Exercise prompt ▸ Carry on the account below of the New York trip and its budget picnic lunch, beginning right after its final sentence.

Given passage ▸
┄┄┄┄┄┄
Our typical day consisted of 12-18 hours of walking with two meals and a lot of great conversation thrown in.  We spent just over half our trip in Brooklyn, shopped at about 8 stores in total and visited 2 galleries.  It is odd to admit that we spent more time in public parks (Central and Prospect) than we did in all galleries and shops combined.

Our best lunch was admittedly over the budget of Cheap Tuesday Gourmet ($5 per person though most days are well under $2).  However the concept of what we did for one of my favorite lunch memories endures (we were not setting out to create a post or do this for Cheap Tuesday Gourmet – although it was easily our most affordable meal with the best view).  It can easily be scaled up or down and was the best view, lunch and memory I have of all of our lunches and was at a fraction of the price (and certainly cheaper than typical fast food would have cost for the two of us):

Our picnic consisted of a locally made ciabatta (it was stunning and I don’t normally get excited about such things; hard and crusty on the outside and soft and forgiving in the middle), a cheese with a unique story and ham that came from a 4-generation farm that cures their own meats.
┄┄┄┄┄┄
Entries provided ▸

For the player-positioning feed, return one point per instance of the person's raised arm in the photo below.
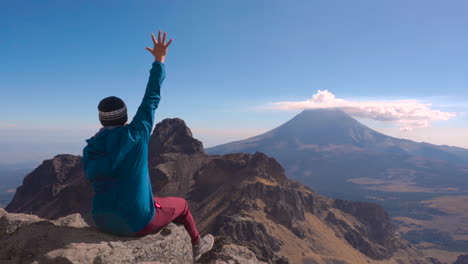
(144, 118)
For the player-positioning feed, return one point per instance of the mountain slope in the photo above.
(337, 156)
(244, 199)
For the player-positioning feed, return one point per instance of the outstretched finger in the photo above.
(169, 43)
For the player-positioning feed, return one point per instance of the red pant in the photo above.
(171, 209)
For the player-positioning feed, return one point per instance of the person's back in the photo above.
(116, 163)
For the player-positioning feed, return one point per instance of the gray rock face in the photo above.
(30, 239)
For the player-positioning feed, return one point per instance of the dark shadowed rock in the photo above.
(30, 239)
(246, 200)
(56, 188)
(462, 259)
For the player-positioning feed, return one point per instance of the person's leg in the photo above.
(172, 209)
(182, 215)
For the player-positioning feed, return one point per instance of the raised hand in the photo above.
(160, 47)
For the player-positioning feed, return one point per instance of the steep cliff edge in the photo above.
(244, 199)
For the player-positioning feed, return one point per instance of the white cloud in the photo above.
(409, 114)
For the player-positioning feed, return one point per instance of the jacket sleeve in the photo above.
(142, 123)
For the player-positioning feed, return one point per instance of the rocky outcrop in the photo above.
(462, 259)
(58, 187)
(29, 239)
(246, 200)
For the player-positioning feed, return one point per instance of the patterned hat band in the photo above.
(117, 114)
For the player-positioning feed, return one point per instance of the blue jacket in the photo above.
(116, 163)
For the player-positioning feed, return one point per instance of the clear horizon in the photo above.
(230, 62)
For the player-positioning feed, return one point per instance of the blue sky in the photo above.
(228, 60)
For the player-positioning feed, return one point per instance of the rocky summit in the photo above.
(256, 213)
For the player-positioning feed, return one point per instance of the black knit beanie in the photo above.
(112, 111)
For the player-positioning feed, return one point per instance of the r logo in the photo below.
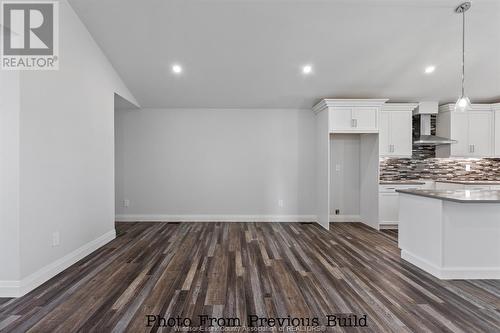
(30, 29)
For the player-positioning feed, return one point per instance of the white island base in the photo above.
(450, 239)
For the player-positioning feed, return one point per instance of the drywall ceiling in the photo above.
(249, 53)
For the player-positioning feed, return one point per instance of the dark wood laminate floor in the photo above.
(236, 269)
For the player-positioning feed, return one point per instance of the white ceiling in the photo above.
(249, 53)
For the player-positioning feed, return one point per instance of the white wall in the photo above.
(345, 182)
(223, 163)
(66, 154)
(9, 175)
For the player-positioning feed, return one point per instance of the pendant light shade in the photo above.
(463, 103)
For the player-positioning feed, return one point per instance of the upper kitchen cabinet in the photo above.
(395, 129)
(352, 115)
(474, 131)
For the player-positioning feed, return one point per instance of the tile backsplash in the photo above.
(424, 165)
(439, 169)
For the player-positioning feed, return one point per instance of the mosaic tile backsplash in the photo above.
(424, 165)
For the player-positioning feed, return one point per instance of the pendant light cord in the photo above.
(463, 53)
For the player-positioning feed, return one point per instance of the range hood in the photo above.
(425, 110)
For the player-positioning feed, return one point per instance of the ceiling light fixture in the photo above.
(430, 69)
(177, 69)
(463, 102)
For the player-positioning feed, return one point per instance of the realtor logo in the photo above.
(30, 36)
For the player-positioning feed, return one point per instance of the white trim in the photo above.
(18, 288)
(395, 107)
(329, 103)
(388, 226)
(452, 273)
(213, 218)
(354, 131)
(345, 218)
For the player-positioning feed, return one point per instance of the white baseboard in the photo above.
(345, 218)
(213, 218)
(18, 288)
(388, 226)
(452, 273)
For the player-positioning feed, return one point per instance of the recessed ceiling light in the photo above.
(177, 69)
(430, 69)
(307, 69)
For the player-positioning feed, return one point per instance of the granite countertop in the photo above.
(462, 196)
(471, 182)
(401, 182)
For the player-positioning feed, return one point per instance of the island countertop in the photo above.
(461, 196)
(470, 182)
(401, 182)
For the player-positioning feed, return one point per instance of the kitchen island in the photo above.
(451, 234)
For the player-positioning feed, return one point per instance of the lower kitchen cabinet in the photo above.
(388, 209)
(389, 204)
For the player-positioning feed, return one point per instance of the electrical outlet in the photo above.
(56, 238)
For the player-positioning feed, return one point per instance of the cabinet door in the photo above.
(401, 132)
(341, 119)
(384, 135)
(365, 118)
(389, 208)
(459, 132)
(480, 134)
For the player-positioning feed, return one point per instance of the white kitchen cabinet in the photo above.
(496, 108)
(474, 131)
(389, 204)
(351, 115)
(353, 119)
(395, 130)
(480, 134)
(389, 208)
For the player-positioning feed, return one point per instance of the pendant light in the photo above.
(463, 102)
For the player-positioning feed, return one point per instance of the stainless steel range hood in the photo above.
(426, 110)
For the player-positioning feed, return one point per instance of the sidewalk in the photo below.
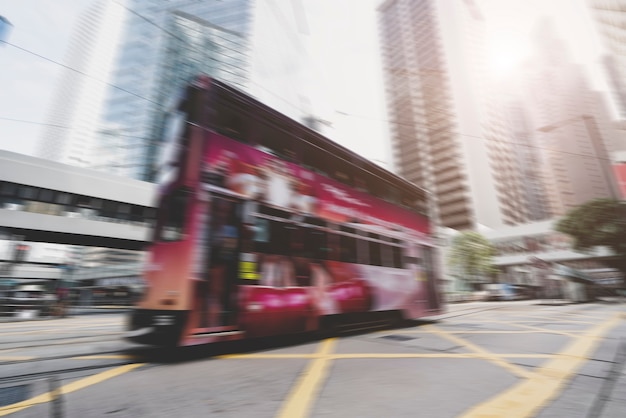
(72, 311)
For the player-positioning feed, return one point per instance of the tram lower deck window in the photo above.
(174, 211)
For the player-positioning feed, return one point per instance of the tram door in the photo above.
(223, 256)
(431, 278)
┄┄┄┄┄┄
Response for this exercise ▸
The store we bought these from a minimum 1/4 pound serving size when ordering from the counter.  Buying it prepackaged or finding a store without a minimum order (this was the first time I have ever run in to such a policy)or substituting one of the products with something more healthy than simply meat and cheese (an apple would have been a lovely pairing with the cheese and a pear with the meat) would be other ways to influence the budget on this meal.

Beyond cost, consider the phenomenal view of Manhattan that we had:

This will definitely change our plans for the summer – many more picnics are in the plans for the year.  The trip was a great reminder that our best memories often come from the conversation and moments shared with the one we’re with and not by the cost of entry.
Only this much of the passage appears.